>>>>

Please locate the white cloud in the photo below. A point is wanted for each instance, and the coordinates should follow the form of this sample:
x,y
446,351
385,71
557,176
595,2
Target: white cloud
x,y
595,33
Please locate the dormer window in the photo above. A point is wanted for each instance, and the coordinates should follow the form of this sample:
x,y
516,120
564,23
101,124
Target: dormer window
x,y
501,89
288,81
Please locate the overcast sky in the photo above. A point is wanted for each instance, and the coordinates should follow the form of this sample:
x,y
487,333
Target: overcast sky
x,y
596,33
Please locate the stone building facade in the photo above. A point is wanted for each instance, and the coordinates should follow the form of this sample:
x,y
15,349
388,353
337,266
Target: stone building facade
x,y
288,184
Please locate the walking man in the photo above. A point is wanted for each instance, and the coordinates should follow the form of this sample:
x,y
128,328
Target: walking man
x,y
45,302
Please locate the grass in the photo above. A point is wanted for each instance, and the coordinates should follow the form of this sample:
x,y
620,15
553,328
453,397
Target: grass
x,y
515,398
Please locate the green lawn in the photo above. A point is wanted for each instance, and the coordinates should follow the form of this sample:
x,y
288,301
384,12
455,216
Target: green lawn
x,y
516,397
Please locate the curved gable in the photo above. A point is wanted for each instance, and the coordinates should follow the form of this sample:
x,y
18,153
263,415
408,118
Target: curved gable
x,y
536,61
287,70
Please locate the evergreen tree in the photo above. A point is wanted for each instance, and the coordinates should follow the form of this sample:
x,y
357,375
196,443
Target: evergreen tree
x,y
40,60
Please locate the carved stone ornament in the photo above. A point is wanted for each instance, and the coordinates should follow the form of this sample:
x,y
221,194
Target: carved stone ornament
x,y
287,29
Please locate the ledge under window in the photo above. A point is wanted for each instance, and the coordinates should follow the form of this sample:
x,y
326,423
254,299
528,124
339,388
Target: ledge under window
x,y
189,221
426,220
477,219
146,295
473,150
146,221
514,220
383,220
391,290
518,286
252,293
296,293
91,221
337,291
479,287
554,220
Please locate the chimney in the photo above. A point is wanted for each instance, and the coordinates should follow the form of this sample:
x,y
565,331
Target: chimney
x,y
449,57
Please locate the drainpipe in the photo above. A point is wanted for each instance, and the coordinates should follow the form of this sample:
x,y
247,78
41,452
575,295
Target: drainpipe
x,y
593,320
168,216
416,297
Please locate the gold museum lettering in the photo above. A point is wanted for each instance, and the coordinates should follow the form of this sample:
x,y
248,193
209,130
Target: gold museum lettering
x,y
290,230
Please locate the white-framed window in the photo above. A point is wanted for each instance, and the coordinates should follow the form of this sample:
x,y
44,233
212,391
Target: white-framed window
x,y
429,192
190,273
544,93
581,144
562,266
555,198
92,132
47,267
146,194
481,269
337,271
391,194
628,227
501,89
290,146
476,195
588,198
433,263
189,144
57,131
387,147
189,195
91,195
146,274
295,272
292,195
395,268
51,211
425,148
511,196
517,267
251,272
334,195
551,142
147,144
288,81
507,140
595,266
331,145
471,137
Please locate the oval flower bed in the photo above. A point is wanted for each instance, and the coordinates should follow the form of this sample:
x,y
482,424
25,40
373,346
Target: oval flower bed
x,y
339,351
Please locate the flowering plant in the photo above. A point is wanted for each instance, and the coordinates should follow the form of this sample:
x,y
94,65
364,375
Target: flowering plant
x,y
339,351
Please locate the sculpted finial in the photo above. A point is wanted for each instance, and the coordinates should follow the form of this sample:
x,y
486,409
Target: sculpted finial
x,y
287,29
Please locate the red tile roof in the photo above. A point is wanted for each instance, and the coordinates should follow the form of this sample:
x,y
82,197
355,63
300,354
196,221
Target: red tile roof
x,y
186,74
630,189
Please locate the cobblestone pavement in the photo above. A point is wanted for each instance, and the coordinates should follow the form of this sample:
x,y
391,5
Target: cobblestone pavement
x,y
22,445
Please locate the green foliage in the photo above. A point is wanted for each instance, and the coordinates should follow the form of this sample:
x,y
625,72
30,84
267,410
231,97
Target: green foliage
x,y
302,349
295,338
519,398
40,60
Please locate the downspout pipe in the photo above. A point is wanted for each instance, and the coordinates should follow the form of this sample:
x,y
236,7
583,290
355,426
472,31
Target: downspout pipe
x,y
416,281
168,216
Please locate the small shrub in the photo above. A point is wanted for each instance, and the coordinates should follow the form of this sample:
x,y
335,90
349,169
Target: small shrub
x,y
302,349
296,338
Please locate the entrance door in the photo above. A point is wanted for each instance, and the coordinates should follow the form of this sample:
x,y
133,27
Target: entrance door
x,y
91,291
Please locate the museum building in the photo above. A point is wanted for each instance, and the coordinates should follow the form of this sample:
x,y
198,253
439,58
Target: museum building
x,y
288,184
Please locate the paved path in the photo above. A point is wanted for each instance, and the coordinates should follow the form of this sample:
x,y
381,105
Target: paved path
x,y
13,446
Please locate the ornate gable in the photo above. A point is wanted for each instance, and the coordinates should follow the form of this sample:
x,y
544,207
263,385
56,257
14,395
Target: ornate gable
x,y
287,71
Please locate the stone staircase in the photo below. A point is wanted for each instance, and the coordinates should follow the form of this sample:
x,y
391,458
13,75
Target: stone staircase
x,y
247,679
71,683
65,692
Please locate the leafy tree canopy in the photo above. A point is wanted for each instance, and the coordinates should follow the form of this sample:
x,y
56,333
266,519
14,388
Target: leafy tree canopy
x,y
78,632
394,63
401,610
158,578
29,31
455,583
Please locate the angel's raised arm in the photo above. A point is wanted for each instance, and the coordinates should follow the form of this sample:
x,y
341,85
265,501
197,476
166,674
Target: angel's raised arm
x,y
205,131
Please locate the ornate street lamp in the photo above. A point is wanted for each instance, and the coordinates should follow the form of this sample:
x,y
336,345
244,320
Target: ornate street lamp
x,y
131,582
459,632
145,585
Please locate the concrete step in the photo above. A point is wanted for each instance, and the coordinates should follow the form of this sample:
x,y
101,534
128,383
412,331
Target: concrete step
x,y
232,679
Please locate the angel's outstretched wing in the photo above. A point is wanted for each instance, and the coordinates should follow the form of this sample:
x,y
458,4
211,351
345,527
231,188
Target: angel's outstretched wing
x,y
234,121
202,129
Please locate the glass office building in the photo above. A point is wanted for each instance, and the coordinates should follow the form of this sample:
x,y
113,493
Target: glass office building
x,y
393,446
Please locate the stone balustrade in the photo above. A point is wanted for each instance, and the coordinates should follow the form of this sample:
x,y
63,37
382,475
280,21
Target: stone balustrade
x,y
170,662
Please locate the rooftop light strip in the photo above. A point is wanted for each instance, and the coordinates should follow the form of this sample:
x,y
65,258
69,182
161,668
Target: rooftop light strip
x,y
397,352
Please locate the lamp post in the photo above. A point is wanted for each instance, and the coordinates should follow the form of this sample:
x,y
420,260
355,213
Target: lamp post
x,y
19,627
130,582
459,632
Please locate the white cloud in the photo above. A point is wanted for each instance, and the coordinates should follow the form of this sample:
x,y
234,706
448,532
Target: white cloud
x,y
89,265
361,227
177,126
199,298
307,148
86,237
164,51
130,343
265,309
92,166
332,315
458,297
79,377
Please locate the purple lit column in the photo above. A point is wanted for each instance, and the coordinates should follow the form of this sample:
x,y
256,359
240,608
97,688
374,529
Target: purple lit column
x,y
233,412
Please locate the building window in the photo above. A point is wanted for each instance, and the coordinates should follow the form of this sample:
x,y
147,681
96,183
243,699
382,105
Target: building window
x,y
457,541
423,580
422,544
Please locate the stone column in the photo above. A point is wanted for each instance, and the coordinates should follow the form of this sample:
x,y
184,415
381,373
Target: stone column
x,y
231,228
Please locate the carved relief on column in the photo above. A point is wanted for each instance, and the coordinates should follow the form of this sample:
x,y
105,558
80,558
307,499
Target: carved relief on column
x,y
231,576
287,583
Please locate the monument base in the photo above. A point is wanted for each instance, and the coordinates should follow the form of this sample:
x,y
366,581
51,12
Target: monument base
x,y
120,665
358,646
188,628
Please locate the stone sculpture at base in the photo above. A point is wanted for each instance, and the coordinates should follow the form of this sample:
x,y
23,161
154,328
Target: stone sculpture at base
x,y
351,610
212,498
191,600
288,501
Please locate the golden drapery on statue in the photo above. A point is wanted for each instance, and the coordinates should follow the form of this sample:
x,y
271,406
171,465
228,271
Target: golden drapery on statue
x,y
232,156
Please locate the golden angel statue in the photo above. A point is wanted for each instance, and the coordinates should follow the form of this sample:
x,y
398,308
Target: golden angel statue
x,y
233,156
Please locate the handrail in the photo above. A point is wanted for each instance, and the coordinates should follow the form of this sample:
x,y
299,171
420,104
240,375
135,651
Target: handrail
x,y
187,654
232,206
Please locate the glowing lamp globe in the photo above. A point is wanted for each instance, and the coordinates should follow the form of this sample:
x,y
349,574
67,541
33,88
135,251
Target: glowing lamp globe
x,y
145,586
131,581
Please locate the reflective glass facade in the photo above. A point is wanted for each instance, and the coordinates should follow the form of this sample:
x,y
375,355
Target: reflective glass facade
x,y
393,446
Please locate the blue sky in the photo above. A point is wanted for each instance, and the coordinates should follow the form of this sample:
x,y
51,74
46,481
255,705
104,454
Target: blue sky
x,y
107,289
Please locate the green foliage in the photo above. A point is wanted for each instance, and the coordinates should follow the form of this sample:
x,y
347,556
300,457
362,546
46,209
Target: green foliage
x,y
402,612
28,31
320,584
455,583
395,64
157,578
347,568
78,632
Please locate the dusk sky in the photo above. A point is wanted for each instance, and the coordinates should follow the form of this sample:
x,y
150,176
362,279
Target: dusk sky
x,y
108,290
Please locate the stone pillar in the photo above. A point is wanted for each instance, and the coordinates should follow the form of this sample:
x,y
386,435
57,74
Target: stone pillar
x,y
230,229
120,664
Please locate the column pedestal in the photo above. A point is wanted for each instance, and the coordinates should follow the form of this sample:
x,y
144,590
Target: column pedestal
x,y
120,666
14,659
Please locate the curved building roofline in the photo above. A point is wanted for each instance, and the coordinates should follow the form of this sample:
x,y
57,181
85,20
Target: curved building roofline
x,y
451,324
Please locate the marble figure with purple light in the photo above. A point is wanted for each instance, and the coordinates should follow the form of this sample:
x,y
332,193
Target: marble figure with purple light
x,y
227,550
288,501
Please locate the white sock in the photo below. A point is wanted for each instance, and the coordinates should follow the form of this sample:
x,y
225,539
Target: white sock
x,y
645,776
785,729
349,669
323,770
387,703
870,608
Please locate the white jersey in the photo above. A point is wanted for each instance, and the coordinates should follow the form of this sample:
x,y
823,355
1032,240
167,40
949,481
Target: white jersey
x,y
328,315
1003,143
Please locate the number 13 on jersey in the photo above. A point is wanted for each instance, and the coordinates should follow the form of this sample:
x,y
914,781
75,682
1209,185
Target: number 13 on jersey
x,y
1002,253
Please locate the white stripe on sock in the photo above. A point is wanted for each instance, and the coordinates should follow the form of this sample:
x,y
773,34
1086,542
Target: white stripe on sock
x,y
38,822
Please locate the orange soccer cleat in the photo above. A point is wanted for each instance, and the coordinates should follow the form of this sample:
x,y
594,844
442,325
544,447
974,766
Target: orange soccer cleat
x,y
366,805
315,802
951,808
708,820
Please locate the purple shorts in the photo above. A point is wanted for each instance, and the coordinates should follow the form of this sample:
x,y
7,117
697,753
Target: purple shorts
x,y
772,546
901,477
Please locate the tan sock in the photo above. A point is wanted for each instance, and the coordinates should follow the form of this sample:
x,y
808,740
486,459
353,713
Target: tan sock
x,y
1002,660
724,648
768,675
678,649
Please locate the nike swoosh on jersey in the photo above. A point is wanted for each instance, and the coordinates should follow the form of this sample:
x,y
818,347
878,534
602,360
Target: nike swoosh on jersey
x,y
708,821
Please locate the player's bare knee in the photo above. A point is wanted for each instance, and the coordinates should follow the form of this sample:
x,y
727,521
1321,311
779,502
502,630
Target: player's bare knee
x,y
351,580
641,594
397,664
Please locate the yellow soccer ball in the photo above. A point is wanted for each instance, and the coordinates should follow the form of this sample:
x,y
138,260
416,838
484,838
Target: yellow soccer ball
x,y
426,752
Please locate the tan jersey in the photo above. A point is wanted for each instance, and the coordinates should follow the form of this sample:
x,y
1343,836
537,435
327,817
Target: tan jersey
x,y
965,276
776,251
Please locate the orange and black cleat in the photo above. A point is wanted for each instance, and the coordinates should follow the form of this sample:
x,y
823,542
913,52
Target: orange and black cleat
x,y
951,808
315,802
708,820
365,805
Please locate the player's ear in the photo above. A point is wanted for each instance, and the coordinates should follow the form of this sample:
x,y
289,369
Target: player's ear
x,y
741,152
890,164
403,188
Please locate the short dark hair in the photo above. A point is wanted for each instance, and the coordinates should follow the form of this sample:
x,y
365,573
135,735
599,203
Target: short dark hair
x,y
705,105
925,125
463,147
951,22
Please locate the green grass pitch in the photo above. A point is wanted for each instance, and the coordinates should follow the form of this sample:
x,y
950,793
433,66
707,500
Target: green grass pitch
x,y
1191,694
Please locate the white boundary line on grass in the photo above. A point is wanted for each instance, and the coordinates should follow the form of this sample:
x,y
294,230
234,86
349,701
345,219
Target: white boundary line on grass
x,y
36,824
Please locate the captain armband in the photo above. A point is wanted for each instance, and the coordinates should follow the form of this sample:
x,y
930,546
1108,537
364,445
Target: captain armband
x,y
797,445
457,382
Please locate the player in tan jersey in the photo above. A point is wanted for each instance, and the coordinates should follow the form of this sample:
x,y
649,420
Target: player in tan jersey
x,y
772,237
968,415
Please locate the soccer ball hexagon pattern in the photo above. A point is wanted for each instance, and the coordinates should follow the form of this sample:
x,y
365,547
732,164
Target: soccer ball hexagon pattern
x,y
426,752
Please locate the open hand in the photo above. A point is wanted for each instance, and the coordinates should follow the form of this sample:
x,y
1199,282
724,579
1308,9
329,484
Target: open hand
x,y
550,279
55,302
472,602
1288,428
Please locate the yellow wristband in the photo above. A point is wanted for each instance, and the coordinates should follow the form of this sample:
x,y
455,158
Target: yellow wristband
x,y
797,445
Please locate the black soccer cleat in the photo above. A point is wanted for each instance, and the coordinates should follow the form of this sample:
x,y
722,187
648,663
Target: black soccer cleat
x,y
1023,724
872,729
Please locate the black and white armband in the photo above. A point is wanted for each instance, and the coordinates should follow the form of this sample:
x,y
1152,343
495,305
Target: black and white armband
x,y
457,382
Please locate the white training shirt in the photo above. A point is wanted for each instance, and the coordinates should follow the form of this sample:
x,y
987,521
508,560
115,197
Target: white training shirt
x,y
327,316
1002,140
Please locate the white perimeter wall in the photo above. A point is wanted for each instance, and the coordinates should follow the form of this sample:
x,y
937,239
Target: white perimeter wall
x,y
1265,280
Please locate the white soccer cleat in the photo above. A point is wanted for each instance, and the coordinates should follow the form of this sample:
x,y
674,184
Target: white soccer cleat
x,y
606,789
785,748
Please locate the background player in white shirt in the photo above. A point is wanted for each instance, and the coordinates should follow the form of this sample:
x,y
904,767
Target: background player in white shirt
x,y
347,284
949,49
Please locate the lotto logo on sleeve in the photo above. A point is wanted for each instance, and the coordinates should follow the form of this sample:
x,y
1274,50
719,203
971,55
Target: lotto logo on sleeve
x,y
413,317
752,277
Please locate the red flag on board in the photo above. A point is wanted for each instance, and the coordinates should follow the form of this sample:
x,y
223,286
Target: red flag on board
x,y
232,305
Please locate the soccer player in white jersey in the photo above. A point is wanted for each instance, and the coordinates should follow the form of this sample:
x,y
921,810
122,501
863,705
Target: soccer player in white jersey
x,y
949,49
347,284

<<<<

#### [What to do]
Isolate the lines above that contain the word "below" and copy them.

#### [Solution to this task]
Please locate the white cloud in the photo below. A point is wanted for each instance, and the coordinates should follow the form of this sample:
Please locate the stone staircase in the photo below. A point is wanted for each instance, and the coordinates should follow the form of this sample:
Please locate the white sock in the photo below. A point is wanted for each instance, and the coordinates should follow the form of this sample:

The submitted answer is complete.